[START OF Text provided]

ROGER'S VERSION OF THE MYTHOS TO LOGOS


THE MYTHOS

On page 317 (Ch 28) of ZMM,Pirsig calls man's cultural medium "The Mythos".  
He defines it as the whole train of collective consciousness of communicating 
mankind.  His analogy is that Quality is the track, DQ is the front edge of 
the locomotive, and the static creations -- the mythos derived of man and his 
relation with quality -- are the boxcars.

LANGUAGE AND DISTINCTION AND 
THEIR CONTRIBUTIONS TO THE MYTHOS

One of my current research areas is Humberto Maturana's theory of Autopoiesis 
and how it does, and doesn't, fit in with the MOQ.  I believe a brief 
extension of the discussion to include some of Maturana's ideas can be 
helpful at enlightening the discussion, or at least of laying bare my 
critical assumptions.

In brief, Maturana's theory is that living beings bring forth themselves and 
the world through attention, distinction and environmental coupling.  Central 
to his work is the theme that to study man and his world, you must study his 
language.  Language is unique to man, and it allows a whole new world of 
attention, distinctions and couplings.  In addition, the world that men bring 
forth together in shared language is a shared world.

Maturana explains that language is much more difficult than communication.  
Animals are frequent communicators, but they don't use language.  Simply put, 
your cat can meow to communicate its hunger, and your dog can bark at 
intruders.  This is how they successfully couple within their environment.  
But they cannot make distinctions and objectify these communications.  Cat's 
don't say "Hey, I meowed three times today , wheres the darn milk?"  And dogs 
don't reference their barking when they aren't barking.  Human language does 
make distinctions of communications and of things.  The "word" becomes a 
shared distinction between the people of a culture.  As an example, when we 
type "sq" we all mean......  

Long sidetrack, but the point is that language is the man's 
distinction-making process.  Language allows us to objectify reality and it 
allows us to objectify ourselves as a consistent pattern of experience.  
Maturana's theories of language, knowledge and the creation of a shared 
"reality" mesh wonderfully with what Pirsig has written on the mythos and the 
creation of static patterns of value. Like Pirsig's "analogues upon analogues 
upon analogues" (p317), the world created by man in Autopoiesis is a 
recursive, growing process.  [What Maturana misses BTW is attention to the 
role of direct experience or quality].

In summary, language, and the Greek mythos formed in great part through the 
Greeks strong linguistic divisions, is the foundation for 
subject/objectivism.  It allows man to create shared, static distinctions and 
concepts within the essentially unknowable flowing and dynamic quality that 
surrounds and permeates the boxcars.

IDEALISM SIDETRACK

My second necessary exploration off the main track deals with the charges of 
solipsism.  I have repeatedly addressed that any solipsistic charges 
misunderstand the MOQ completely.  Experience /Quality is definitely the 
creator of the subject and object, not some property of the subject.  
However, whipping out my trusty "Companion To Metaphysics" by Kim and Sosa 
and looking at the definition of idealism, I think that the MOQ does fall 
under the soft form of idealism. To paraphrase my reference, idealism need 
not deny reality.  A metaphysics can be considered idealistic if it holds the 
position that our conceptualization of reality is heavily influenced by the 
mind or society (or of the mythos or shared language to use Mr P and 
Maturana's terms). The MOQ blurs the borders between realism and idealism. To 
rewrite a quote from my "Companion," that shows the (IMO necessary) interplay 
between idealism and realism;

     "The mind proposes, but reality disposes."

[END OF Text provided]

## Task set
a) Do the following statements agree with the mythos essay? Answer yes or no for each and quote the deciding words. (i) Maturana holds that animals use language. (ii) The train analogy is placed on page 317 of ZMM. (iii) The author thinks the MOQ falls under the soft form of idealism.
b) Write the next part of the mythos essay, picking up right after its final line.

[START OF Material shown]

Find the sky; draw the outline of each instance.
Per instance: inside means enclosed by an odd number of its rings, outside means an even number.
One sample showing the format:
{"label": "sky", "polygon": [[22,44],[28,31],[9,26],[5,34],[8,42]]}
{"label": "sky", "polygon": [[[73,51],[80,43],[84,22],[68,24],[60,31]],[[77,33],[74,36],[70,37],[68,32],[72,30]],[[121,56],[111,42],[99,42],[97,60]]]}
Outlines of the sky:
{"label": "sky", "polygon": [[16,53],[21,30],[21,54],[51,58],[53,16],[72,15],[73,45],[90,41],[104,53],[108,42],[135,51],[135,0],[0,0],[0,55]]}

[END OF Material shown]

## The results
a)
(i) No: "Animals are frequent communicators, but they don't use language."
(ii) Yes: "On page 317 (Ch 28) of ZMM,Pirsig calls man's cultural medium "The Mythos"."
(iii) Yes: "I think that the MOQ does fall under the soft form of idealism."

b)
In MOQ language;

    "Our relationship with Quality allows us to propose and dispose."

The quotes on ZMM p317, all Pirsig's ZMM talk of ghosts, his identification 
with pragmatic Radical Empiricism (only concepts are static.... reality is 
dynamic and flowing) make it clear that the world of distinctions and things 
are conceptualizations derived from the "primal reality" of Quality, which is 
inherently beyond knowledge.  This is not solipsism, but it sure has 
idealistic overtones!  This reality we discuss involves our conceptualization 
of reality.

I fear our editors may see this sidetrack as "off topic", but I only bring it 
in because I think frank honesty on the topic is critical to our 
understanding of the mythos and logos. We must not repeat Aristotle's mistake 
of confusing the mythos with some fictional, fixed, objective reality.  There 
is more to reality than boxcars, and the content of the cars involves us and 
our relation to Quality. Now back to the main line (finally).

THE LOGOS

My take on Mr P's view of The Logos;

1) It arises out of the mythos.  The logos is a mythos that developed 
distinct quality patterns all its own.

2) The logos is SOM.  Mr P. states that it is the sum total of our rational 
understanding of the world (P317).  The logos is the name for the logical, 
one truth, subject/object reality that has become part of our mythos over the 
past 2000 years.

3) I believe (but am not sure) that the intellectual level is broader than 
the logos or SOM.  Quantum models, many-truth metaphysics, relativity theory, 
fuzzy logic and the MOQ itself are all intellectual patterns.  But they are 
not within Aristotelian logos or SOM.  The intellectual level is 
overwhelmingly influenced by SOM, but it is not synonymous with it.

4) To Bo's point, the intellectual level, the logos, and mind are not 
synonymous.  Mr P and David B are always careful to point out that 
intellectual patterns don't spring from the mind of a feral child, but from 
the collective mythos of a society.

DIALECTIC, RHETORIC AND FAMOUS DEAD GREEKS

The issue of dialectic seems pivotal to our understanding of the battles that 
bothered Phaedrus  between the mythos and the logos and between the Sophists 
and the Cosmologists.  I am admittedly a bit fuzzy on the topic, and would 
appreciate any feedback on any misunderstandings. 

The Sophists:
These guys used rhetoric to teach excellence.  They saw Good as reality 
itself, everchanging, ultimately unknowable in any fixed, rigid way (p342), 
and that man should strive for excellence in his relationship with quality.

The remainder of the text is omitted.